> _Dataset entries_
========================================

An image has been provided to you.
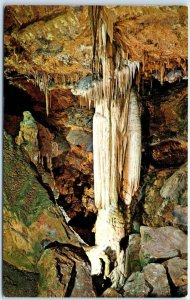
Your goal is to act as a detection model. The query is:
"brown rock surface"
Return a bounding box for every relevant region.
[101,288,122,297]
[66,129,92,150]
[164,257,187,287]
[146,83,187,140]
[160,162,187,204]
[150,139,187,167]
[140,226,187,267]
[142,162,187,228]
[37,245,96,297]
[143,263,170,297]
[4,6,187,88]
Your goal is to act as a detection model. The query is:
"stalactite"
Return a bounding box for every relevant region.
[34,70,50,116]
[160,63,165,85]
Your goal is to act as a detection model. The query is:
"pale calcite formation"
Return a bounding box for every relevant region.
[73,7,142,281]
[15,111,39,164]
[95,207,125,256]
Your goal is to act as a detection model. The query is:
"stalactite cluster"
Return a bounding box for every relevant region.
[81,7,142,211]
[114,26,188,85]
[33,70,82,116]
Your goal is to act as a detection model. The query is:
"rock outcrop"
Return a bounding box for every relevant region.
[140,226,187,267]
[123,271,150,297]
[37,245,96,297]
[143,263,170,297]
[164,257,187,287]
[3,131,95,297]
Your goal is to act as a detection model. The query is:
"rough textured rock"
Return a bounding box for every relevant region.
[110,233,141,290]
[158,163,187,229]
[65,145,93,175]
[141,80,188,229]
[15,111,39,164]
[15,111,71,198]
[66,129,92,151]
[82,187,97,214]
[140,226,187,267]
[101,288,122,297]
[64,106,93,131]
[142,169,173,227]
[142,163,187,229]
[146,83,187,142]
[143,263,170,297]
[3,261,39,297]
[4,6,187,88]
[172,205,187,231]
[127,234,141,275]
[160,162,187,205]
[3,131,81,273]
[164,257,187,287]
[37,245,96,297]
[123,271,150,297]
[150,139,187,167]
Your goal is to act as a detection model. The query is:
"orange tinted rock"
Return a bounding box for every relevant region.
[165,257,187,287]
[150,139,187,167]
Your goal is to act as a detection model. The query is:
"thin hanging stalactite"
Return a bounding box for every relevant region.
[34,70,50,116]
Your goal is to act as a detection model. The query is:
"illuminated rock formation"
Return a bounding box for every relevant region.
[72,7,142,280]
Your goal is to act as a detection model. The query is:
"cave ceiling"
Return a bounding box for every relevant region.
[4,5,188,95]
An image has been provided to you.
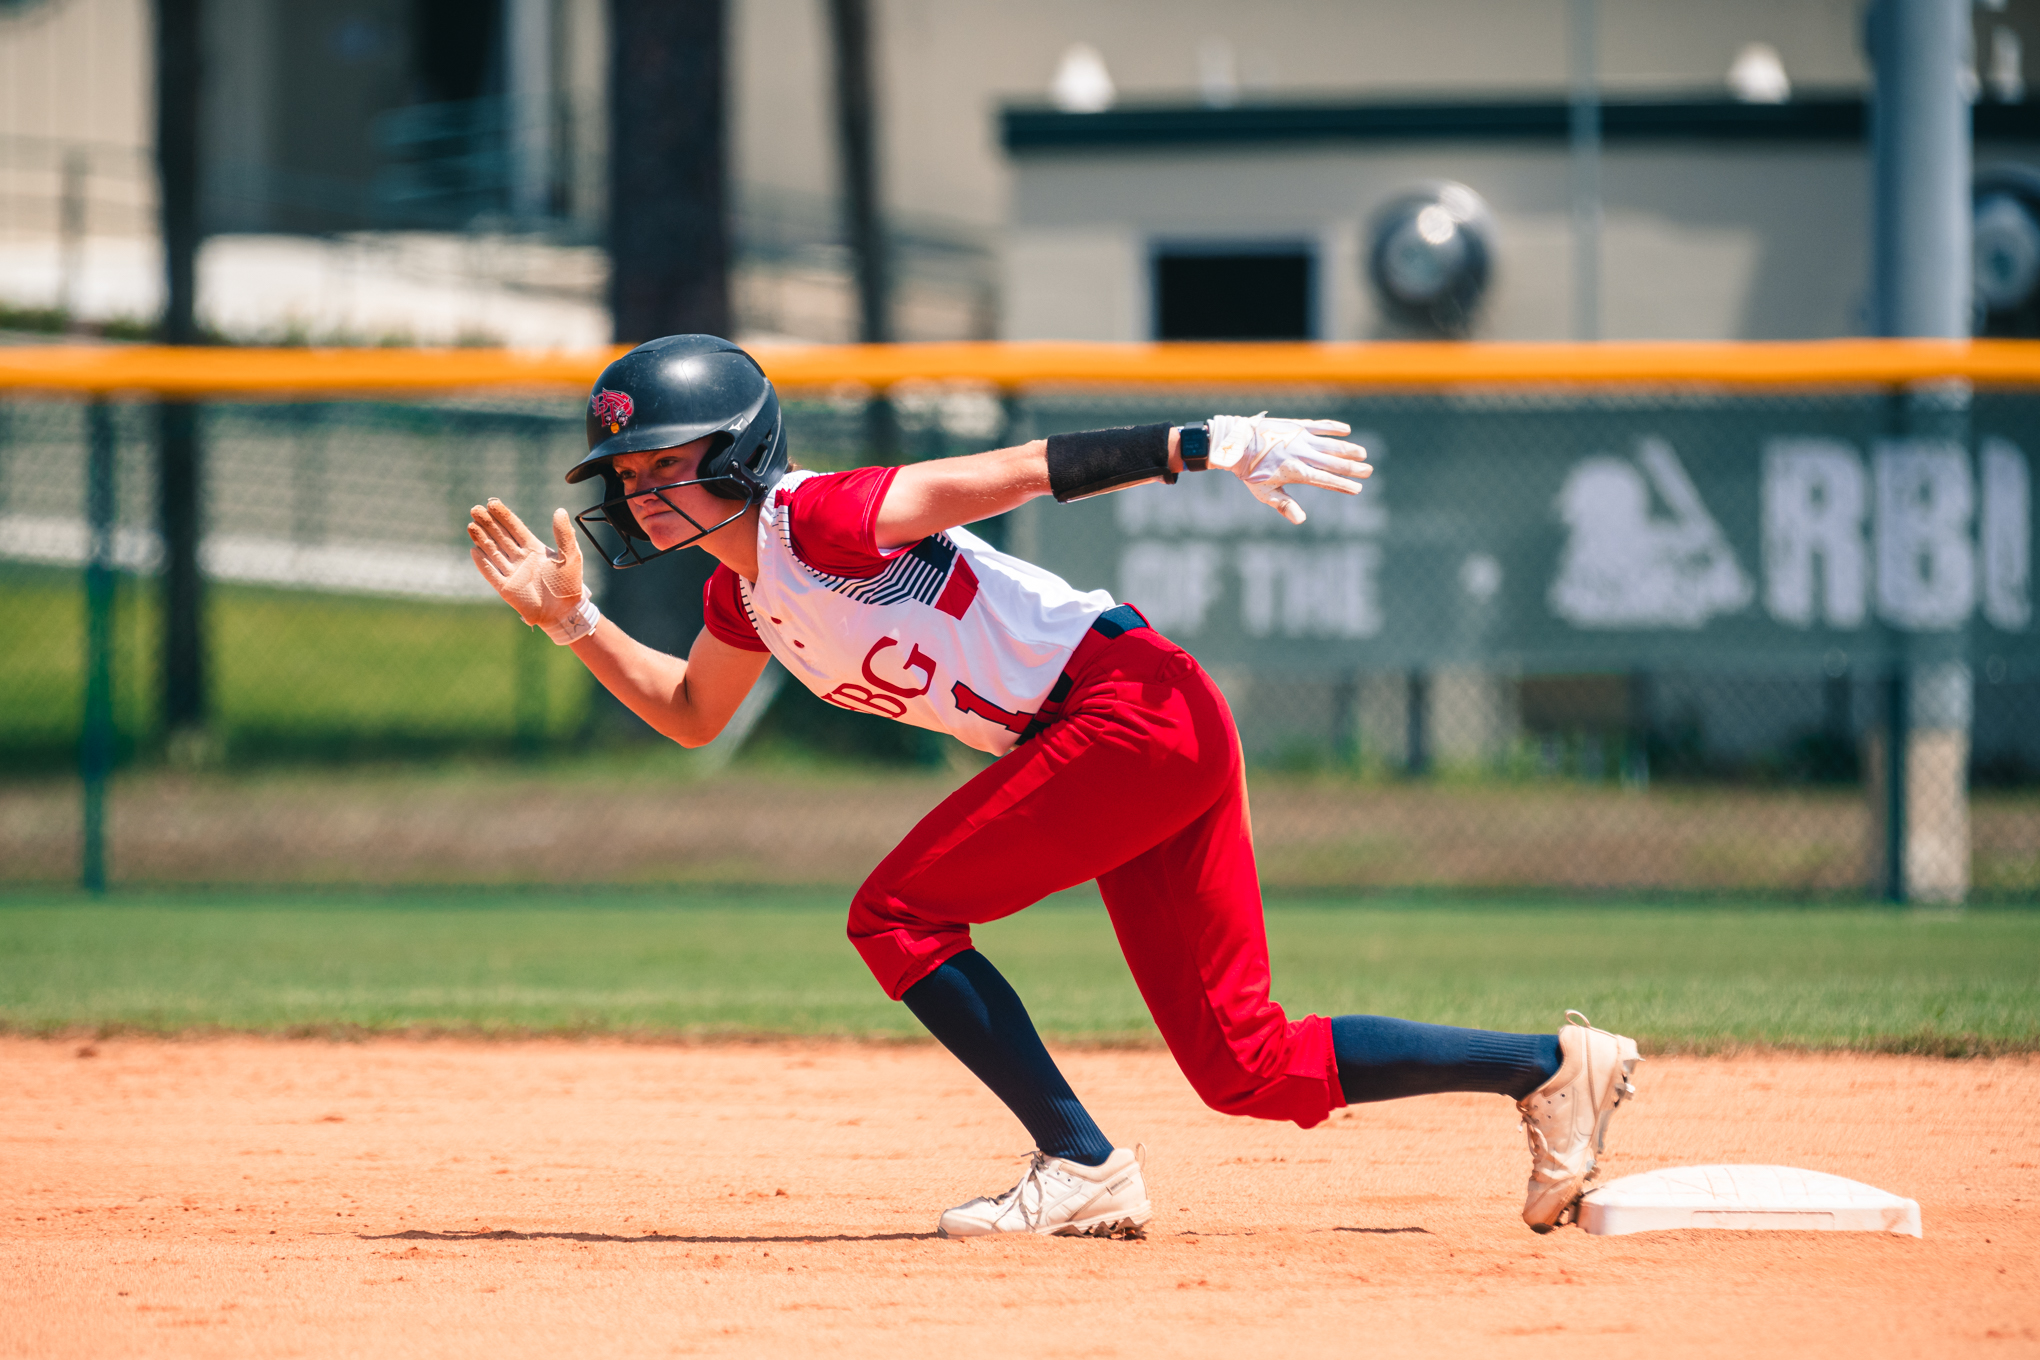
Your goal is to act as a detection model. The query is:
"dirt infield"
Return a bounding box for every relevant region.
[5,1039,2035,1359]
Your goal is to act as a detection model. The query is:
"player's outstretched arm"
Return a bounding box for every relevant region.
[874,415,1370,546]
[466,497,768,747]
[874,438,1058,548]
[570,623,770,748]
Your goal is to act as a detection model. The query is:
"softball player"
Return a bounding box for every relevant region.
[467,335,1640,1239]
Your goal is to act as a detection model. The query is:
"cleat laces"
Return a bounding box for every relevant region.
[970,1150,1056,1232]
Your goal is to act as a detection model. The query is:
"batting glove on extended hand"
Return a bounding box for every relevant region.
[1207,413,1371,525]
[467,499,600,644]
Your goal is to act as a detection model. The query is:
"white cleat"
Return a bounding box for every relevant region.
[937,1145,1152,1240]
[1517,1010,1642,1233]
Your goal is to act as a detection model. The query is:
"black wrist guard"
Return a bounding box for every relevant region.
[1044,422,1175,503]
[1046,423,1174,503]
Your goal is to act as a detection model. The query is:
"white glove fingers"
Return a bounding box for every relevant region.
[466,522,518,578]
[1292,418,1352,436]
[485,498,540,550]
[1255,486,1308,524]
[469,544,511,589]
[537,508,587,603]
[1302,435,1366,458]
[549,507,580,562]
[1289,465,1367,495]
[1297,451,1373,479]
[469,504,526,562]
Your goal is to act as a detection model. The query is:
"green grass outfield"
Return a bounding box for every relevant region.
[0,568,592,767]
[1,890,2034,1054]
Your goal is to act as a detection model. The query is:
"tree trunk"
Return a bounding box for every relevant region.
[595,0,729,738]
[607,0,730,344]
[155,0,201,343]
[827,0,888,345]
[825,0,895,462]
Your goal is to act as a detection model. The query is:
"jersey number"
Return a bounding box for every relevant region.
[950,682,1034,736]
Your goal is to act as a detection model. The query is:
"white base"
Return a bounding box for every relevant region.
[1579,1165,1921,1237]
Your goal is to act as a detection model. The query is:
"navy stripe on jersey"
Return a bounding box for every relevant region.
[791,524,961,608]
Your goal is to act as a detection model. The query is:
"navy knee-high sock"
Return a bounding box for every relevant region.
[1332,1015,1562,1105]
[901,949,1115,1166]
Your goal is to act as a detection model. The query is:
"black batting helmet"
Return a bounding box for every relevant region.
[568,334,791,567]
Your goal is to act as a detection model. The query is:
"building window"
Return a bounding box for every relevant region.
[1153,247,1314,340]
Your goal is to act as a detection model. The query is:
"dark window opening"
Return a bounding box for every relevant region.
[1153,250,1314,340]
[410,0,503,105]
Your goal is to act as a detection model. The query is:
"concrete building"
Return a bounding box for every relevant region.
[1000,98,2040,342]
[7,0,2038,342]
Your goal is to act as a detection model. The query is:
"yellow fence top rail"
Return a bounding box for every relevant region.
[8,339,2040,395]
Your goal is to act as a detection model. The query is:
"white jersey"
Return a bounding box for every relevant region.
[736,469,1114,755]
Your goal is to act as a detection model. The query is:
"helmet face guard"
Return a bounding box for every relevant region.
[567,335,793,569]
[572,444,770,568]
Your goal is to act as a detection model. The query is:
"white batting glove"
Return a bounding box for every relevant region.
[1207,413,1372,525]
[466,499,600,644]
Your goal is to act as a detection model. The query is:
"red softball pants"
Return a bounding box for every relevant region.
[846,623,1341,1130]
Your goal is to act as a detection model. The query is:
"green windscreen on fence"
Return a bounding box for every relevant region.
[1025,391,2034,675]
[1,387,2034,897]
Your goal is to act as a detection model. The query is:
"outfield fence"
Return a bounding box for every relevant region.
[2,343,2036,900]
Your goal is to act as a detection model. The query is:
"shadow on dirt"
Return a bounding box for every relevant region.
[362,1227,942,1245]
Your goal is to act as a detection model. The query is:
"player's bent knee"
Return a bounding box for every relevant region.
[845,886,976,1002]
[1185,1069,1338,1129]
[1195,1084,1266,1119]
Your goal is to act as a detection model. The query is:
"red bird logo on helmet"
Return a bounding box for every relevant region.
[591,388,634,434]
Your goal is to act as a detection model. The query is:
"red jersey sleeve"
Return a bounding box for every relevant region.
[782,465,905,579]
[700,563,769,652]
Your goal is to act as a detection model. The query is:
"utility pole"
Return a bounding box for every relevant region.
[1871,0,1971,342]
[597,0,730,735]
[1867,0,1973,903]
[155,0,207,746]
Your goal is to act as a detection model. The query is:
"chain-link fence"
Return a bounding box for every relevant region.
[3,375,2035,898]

========================================

> _THE PROBLEM_
Your answer must be an exact repeat of the records above, with the pictures left out.

> _PROBLEM SOLUTION_
An image has been provided to you.
Your goal is to act as a detection model. The query is:
"brown rock surface"
Return a bounding box for every relevant region.
[101,288,122,297]
[66,129,92,150]
[164,257,187,287]
[146,83,187,140]
[160,162,187,204]
[150,139,187,167]
[140,226,187,267]
[142,162,187,228]
[37,245,96,297]
[143,263,170,297]
[4,6,187,88]
Your goal is to act as a detection model. The query is:
"stalactite"
Return a bounding box for every relevant region.
[34,70,50,116]
[160,63,165,85]
Your goal is to act as a detection model. The query is:
"pale calcite formation"
Return a bounding box for every relevant region.
[73,7,142,281]
[15,111,39,164]
[95,207,125,256]
Your goal is to act as a detection model. The query is:
"stalactite cluster"
Return a bounding box for every relevant region.
[81,7,142,211]
[114,26,188,85]
[33,70,82,116]
Your goal is to act as a detection model. The query is:
"rock outcrop"
Return a bounding box for every relevant region.
[140,226,187,267]
[123,271,150,297]
[37,245,96,297]
[143,263,170,297]
[164,257,187,287]
[3,131,95,297]
Your goal is to act as a detection model. The query is:
"rough textured rock"
Return a bounding box for every relevant region.
[110,233,141,290]
[158,163,187,229]
[65,145,93,175]
[141,80,188,229]
[15,111,39,164]
[15,111,71,198]
[66,129,92,151]
[82,187,97,214]
[140,226,187,267]
[101,288,122,297]
[64,106,93,131]
[142,169,173,227]
[142,163,187,229]
[146,83,187,142]
[143,263,170,297]
[3,261,39,297]
[4,6,187,88]
[172,205,187,231]
[127,234,141,275]
[160,162,187,205]
[3,131,81,273]
[164,257,187,287]
[37,245,96,297]
[123,271,150,297]
[150,139,187,167]
Your goal is to act as a detection model. The query is:
"orange tinted rock"
Return a bounding box for every relevant region.
[165,257,187,287]
[150,139,187,167]
Your goal is to act as a detection model. The query is:
"thin hanging stalactite"
Return a bounding box for every relevant region.
[34,70,50,116]
Your goal is to act as a detection model. The query is:
"illuminated rock formation"
Return a bounding box for every relevant region.
[72,7,142,280]
Your goal is to act as a detection model. The query is:
"cave ceiling"
Return a bounding box for every relevant region.
[4,5,188,95]
An image has been provided to you.
Your goal is to act as a detection model. The query is:
"dirt infield"
Return a bounding box for every relevant region.
[5,1039,2035,1359]
Your goal is to act as a detection model. The query is:
"player's outstretched arm"
Return a bounding box for every relevant region.
[874,415,1370,546]
[466,497,768,747]
[874,438,1058,548]
[570,623,770,748]
Your goal is to act as a detection model. The query is:
"softball player"
Return a bounding box for every relevant region.
[467,335,1640,1239]
Your goal is to act as a detection model. The query is:
"cleat laces"
Return a bounding box for every relevant region.
[970,1150,1056,1232]
Your goal is to act as a detection model. The query is:
"batting glove on extended hand"
Return a bounding box for every relevant region.
[1207,413,1371,525]
[467,499,600,644]
Your goal is to act as a detection model. The query is:
"white cleat"
Return a bounding box for every relevant region.
[937,1145,1152,1240]
[1517,1010,1642,1233]
Your goal is to act as a detection model. The query is:
"black wrist guard"
Return a bounding box for every relevant region.
[1044,422,1175,503]
[1046,423,1174,503]
Your goal is to act as a detection model. The query is:
"white glove fingers"
Return a bounding box for every relevant region.
[466,522,518,578]
[1292,418,1352,436]
[485,498,540,550]
[1255,486,1308,524]
[469,544,511,589]
[537,508,587,603]
[1302,435,1366,458]
[549,507,580,562]
[1289,465,1367,495]
[1297,451,1373,479]
[469,504,526,562]
Your goal is to act as a detection model. The query is:
"green grass outfield"
Return a bounding box for every relevant region.
[0,568,592,767]
[1,890,2034,1054]
Your goal is to act as a detection model. The query is:
"tree trunk"
Return a bounding box for every relevant region.
[595,0,729,738]
[607,0,730,344]
[155,0,201,343]
[827,0,888,345]
[825,0,895,462]
Your goal is to act as a detection model. The query is:
"jersey number"
Return a bounding box for every relevant region.
[950,682,1034,736]
Your goal is to act as a detection model. The query is:
"white base"
Return a bounding box for every relevant region.
[1579,1165,1921,1237]
Your goal is to act as a detection model. The query is:
"navy stripe on jersey"
Return a bounding box for every relevant region.
[791,524,961,608]
Your goal is to act as a detection model. The query is:
"navy knee-high sock"
Return a bounding box for every relevant region.
[1332,1015,1562,1105]
[901,949,1115,1166]
Your goal is to act as a detection model. The query is:
"black batting helmet"
Return a bounding box for every relevant region.
[568,334,791,567]
Your goal is to act as a detection model. The query is:
"building window"
Return a bounding box for every relevant region.
[1153,247,1314,340]
Your goal is to act as a detection model. The query is:
"dark window opening"
Return a bounding box for every relevant region.
[1153,250,1314,340]
[410,0,503,105]
Your goal is to act as a detection model. The query is:
"concrete building"
Return a bounding box for every relevant region.
[1000,98,2040,342]
[7,0,2038,342]
Your goal is to act as a detection model. The query is:
"yellow fence top rail"
Return a bounding box for every relevant region.
[8,339,2040,395]
Your goal is to act as a detection model. The query is:
"white jersey"
Return a bounding box for every relevant region.
[736,469,1114,755]
Your goal is to act as a detection model. The query is:
"helmet face guard"
Return a bounding box for every relevant region.
[567,335,793,569]
[572,444,770,568]
Your goal is to act as a detection model. The query is:
"white batting glove"
Return a bounding box for every relevant region.
[1207,413,1372,525]
[466,499,600,644]
Your goal is to act as a detection model. The query is:
"red softball pants"
Return a bounding box for every relevant region.
[846,623,1341,1130]
Your goal is to act as a detection model. The query is:
"green windscreen on fence"
Return a bounding box for every relevant region.
[1025,391,2034,675]
[1,387,2034,897]
Your goal is to act as a detection model. The query is:
"outfield fence"
Return a bounding box for every relevant region.
[2,343,2036,900]
Your goal is to act as a detection model. The query is:
"shadow on dirt"
Return a bounding box for every relevant region.
[362,1227,942,1245]
Your goal is to act as a detection model. The query is:
"player's bent knee"
Return a bounding box for every relevant region.
[845,886,976,1002]
[1185,1069,1338,1129]
[1195,1084,1266,1119]
Your goal is to act as a detection model. The query is:
"red bird logo on helmet"
Return a bounding box for every relevant region.
[591,388,634,434]
Your goal is to act as a detection model. The query is:
"red jersey sleeve"
Return a bounding box for every relevant region.
[782,465,905,579]
[700,563,769,652]
Your goal is to act as a detection model. The query is:
"utility pole"
Return a bounding box for every relevant region.
[1871,0,1971,342]
[597,0,730,735]
[1867,0,1973,903]
[155,0,207,746]
Your goal is to act as a detection model. The query is:
"chain-link fence"
Return a bounding box for every relevant region.
[3,375,2035,898]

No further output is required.